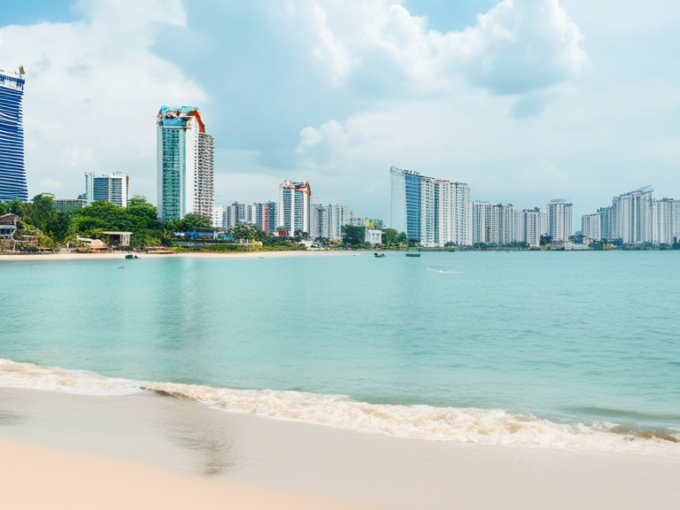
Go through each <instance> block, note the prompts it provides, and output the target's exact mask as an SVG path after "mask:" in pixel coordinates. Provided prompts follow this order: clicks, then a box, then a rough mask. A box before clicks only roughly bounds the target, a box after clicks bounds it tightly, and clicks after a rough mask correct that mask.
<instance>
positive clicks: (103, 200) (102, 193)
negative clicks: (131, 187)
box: [85, 172, 130, 207]
mask: <svg viewBox="0 0 680 510" xmlns="http://www.w3.org/2000/svg"><path fill="white" fill-rule="evenodd" d="M129 198H130V176H129V175H127V174H126V173H123V172H114V173H112V174H110V175H102V176H101V177H95V175H94V173H93V172H88V173H86V174H85V204H86V205H92V203H93V202H109V203H111V204H115V205H117V206H118V207H127V203H128V200H129Z"/></svg>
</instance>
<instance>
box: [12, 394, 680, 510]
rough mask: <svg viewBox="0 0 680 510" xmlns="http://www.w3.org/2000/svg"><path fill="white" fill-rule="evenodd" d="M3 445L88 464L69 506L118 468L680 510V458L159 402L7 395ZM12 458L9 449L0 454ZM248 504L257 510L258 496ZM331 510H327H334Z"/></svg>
mask: <svg viewBox="0 0 680 510" xmlns="http://www.w3.org/2000/svg"><path fill="white" fill-rule="evenodd" d="M0 441H5V442H7V441H9V442H11V444H12V445H14V446H16V447H17V448H23V447H22V446H17V445H22V444H29V445H33V446H34V447H41V448H50V449H60V450H67V451H70V452H78V453H79V454H81V455H82V454H85V455H86V456H82V457H81V456H79V457H78V462H76V463H75V464H71V463H61V462H58V463H59V465H61V466H63V467H62V468H61V470H62V475H63V476H64V477H67V474H68V473H71V475H72V476H71V477H70V478H68V477H67V478H68V479H69V480H71V481H72V484H75V485H73V486H71V488H70V489H69V490H71V491H72V492H71V493H67V492H64V493H63V497H64V498H67V499H68V498H69V497H71V496H68V494H75V493H74V492H73V491H76V492H77V490H76V489H77V487H78V486H82V487H84V486H85V482H84V481H83V482H79V481H78V476H79V473H81V472H82V471H83V470H85V471H90V470H92V472H93V473H94V472H97V471H96V470H97V469H103V468H102V467H101V466H102V465H101V464H100V463H101V462H104V461H106V462H113V460H112V459H115V460H116V462H119V463H120V462H124V463H128V464H116V466H117V467H116V469H117V470H119V472H120V476H123V478H121V482H120V484H122V485H123V486H125V487H128V485H126V484H128V481H126V479H125V478H124V477H125V476H128V475H130V476H131V474H134V479H136V480H147V481H148V483H145V484H143V485H142V486H141V488H140V490H141V491H142V493H143V494H142V495H144V497H147V496H148V497H153V493H154V492H158V487H159V485H157V484H160V483H161V482H160V481H159V480H160V478H155V477H157V476H159V477H161V478H162V477H163V476H170V477H175V476H177V477H181V479H182V480H186V484H185V485H183V483H184V482H180V481H176V482H175V481H172V482H170V481H168V480H169V479H168V480H166V482H164V483H167V484H169V485H172V486H173V487H177V488H180V487H182V489H181V490H182V491H186V492H191V493H196V495H197V497H198V496H199V493H202V491H204V490H208V492H209V491H210V490H212V489H204V485H203V484H204V483H207V482H206V480H207V481H210V482H214V483H217V482H219V483H223V484H225V485H224V487H223V488H221V489H215V490H218V491H222V490H223V491H226V492H225V494H227V493H228V490H231V489H228V488H227V485H228V484H231V485H228V486H229V487H232V488H233V490H237V489H238V488H239V487H245V488H248V489H251V490H253V491H263V492H261V494H263V495H266V493H268V492H269V491H274V492H275V493H283V494H294V495H297V496H298V497H303V498H320V499H319V500H318V501H323V502H324V504H326V503H325V502H327V501H335V502H338V504H339V505H343V504H344V505H350V507H352V508H356V507H357V505H365V506H368V507H377V508H380V507H382V508H394V509H422V508H427V509H433V510H437V509H450V508H462V509H477V508H479V509H482V508H485V509H486V508H494V509H520V508H521V509H526V508H551V509H570V510H571V509H573V508H585V509H601V508H616V509H647V508H655V509H665V508H668V509H671V508H678V507H680V484H678V483H677V481H678V480H680V459H676V458H671V457H661V456H653V455H625V454H614V453H611V454H608V453H584V452H569V451H560V450H553V449H541V448H521V447H502V446H483V445H470V444H460V443H453V442H435V441H420V440H413V439H400V438H395V437H390V436H386V435H380V434H367V433H361V432H354V431H347V430H339V429H334V428H330V427H324V426H318V425H310V424H306V423H298V422H294V421H281V420H274V419H270V418H263V417H259V416H253V415H250V414H245V413H228V412H224V411H219V410H215V409H210V408H208V407H206V406H203V405H201V404H197V403H195V402H190V401H186V400H180V399H177V398H174V397H164V396H160V395H157V394H154V393H148V392H143V393H138V394H134V395H127V396H116V397H113V396H111V397H108V396H107V397H102V396H87V395H74V394H67V393H60V392H51V391H39V390H25V389H7V388H0ZM3 448H5V449H6V448H7V447H6V446H4V445H0V450H1V449H3ZM17 451H18V450H17ZM31 452H33V453H30V452H29V451H28V450H25V452H24V453H21V452H20V453H19V454H20V455H22V456H28V457H30V458H31V461H30V462H31V463H33V462H35V463H36V465H37V464H40V465H43V464H44V463H45V462H47V461H46V460H44V459H46V458H47V457H41V456H42V455H48V451H45V450H31ZM49 454H50V455H57V453H54V452H50V453H49ZM59 455H62V453H61V452H59ZM63 455H65V454H63ZM0 458H1V459H3V460H2V461H0V464H1V465H2V468H3V476H2V477H1V478H0V479H1V480H3V481H4V480H5V476H4V473H7V472H8V470H9V472H10V474H11V471H12V469H11V468H8V465H10V466H11V465H12V463H13V461H10V460H5V459H9V457H7V456H6V455H5V451H4V450H3V451H2V453H1V454H0ZM50 462H51V461H50ZM55 462H56V461H55ZM27 469H28V468H27ZM111 469H113V468H111ZM161 470H162V471H161ZM32 473H33V474H32ZM101 473H102V477H103V476H104V472H101ZM173 473H174V474H173ZM16 476H18V477H19V478H18V479H17V481H16V483H15V482H8V483H7V484H5V485H8V486H15V485H16V484H17V483H23V484H24V486H25V484H26V483H27V482H28V480H27V479H26V478H27V477H30V478H31V480H30V481H31V483H32V484H33V485H32V486H33V487H46V486H48V485H49V487H51V489H50V490H54V491H57V492H59V490H60V489H59V487H58V486H56V485H54V483H53V482H51V481H50V480H49V479H48V472H47V471H45V470H42V469H41V470H34V471H30V470H28V471H26V470H24V471H22V470H21V469H17V470H16ZM15 478H16V477H15ZM96 479H97V480H101V477H100V478H96ZM172 480H179V478H177V479H175V478H173V479H172ZM95 481H96V480H95ZM194 482H196V483H198V482H201V483H200V484H198V485H193V483H194ZM93 483H94V482H93ZM129 483H130V484H132V483H133V482H132V478H131V479H130V481H129ZM96 485H97V484H96V483H95V486H96ZM99 485H100V487H99V488H96V487H95V488H93V489H92V490H93V491H95V492H96V491H99V493H100V494H102V495H103V494H105V492H102V491H105V487H104V486H105V484H104V483H103V482H100V483H99ZM129 487H134V485H129ZM220 487H222V486H220ZM254 488H257V489H254ZM64 490H65V491H66V489H64ZM173 490H174V489H173ZM244 490H245V489H244ZM34 493H35V494H34ZM124 493H125V491H121V492H120V493H118V492H115V493H110V494H107V495H106V499H107V501H109V498H110V500H111V501H116V498H119V499H118V503H119V504H120V506H118V507H119V508H120V507H126V508H134V507H133V506H128V505H126V504H125V501H126V500H125V499H124V498H125V497H126V496H125V495H124ZM25 494H28V496H27V497H28V500H30V499H31V498H34V499H35V498H38V497H40V495H39V491H32V492H31V491H29V492H25ZM33 494H34V495H33ZM130 494H131V493H130ZM140 494H141V493H140ZM142 495H140V498H141V497H142ZM73 497H75V496H73ZM102 497H104V496H102ZM245 497H246V500H249V501H252V502H253V504H256V502H255V499H256V496H255V495H253V496H245ZM263 497H264V496H263ZM141 500H142V499H140V501H141ZM35 501H36V505H37V504H38V502H37V501H38V500H37V499H35ZM178 501H179V500H178ZM196 501H199V500H196ZM342 502H347V503H342ZM212 504H213V503H211V502H210V501H206V502H205V505H204V506H203V507H204V508H212V506H211V505H212ZM300 505H301V506H299V507H298V508H306V507H305V506H302V503H301V504H300ZM319 505H321V503H318V505H317V506H316V507H315V508H325V507H324V506H319ZM63 507H64V506H62V508H63ZM73 507H75V508H81V507H82V508H85V507H87V508H106V507H97V506H94V507H92V506H87V505H85V506H77V505H75V506H73ZM161 507H162V508H171V507H169V506H160V507H159V508H161ZM341 507H342V506H339V507H338V508H341ZM9 508H12V507H9ZM16 508H38V506H34V507H30V506H23V507H21V506H19V507H16ZM43 508H44V506H43ZM112 508H115V506H114V507H112ZM145 508H155V507H154V506H146V507H145ZM234 508H250V507H248V506H235V507H234ZM253 508H257V507H253ZM270 508H287V507H285V506H283V504H281V505H278V506H275V507H270ZM291 508H295V507H291ZM331 508H332V507H331Z"/></svg>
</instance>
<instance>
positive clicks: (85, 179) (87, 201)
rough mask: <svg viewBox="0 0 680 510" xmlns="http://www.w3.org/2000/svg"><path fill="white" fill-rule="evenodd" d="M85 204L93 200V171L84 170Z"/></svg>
mask: <svg viewBox="0 0 680 510" xmlns="http://www.w3.org/2000/svg"><path fill="white" fill-rule="evenodd" d="M84 196H85V205H92V202H94V172H85V195H84Z"/></svg>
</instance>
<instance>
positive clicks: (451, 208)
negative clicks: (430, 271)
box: [390, 167, 472, 246]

- [Aim of the task]
Copy word for word every line from the start of the material through the line holding "box: [12, 394, 680, 510]". The pictures are not part of the copy.

- [Written answer]
Go through each <instance> block, note the prompts it provides, and output the target's exact mask as an SVG path after "mask:" in pixel coordinates. Provided prompts follow this order: clicks, then a box, then a rough mask. A box before clicks only roughly bounds the target, a box after clicks bounds it tightly, and clicks after a rough mask correct that mask.
<instance>
positive clicks: (103, 200) (102, 193)
negative clicks: (131, 187)
box: [85, 172, 130, 207]
mask: <svg viewBox="0 0 680 510" xmlns="http://www.w3.org/2000/svg"><path fill="white" fill-rule="evenodd" d="M129 198H130V176H129V175H127V174H126V173H123V172H114V173H112V174H110V175H102V176H101V177H95V175H94V173H93V172H88V173H86V174H85V204H86V205H92V203H93V202H109V203H111V204H115V205H117V206H118V207H127V203H128V200H129Z"/></svg>
</instance>
<instance>
box: [12, 394, 680, 510]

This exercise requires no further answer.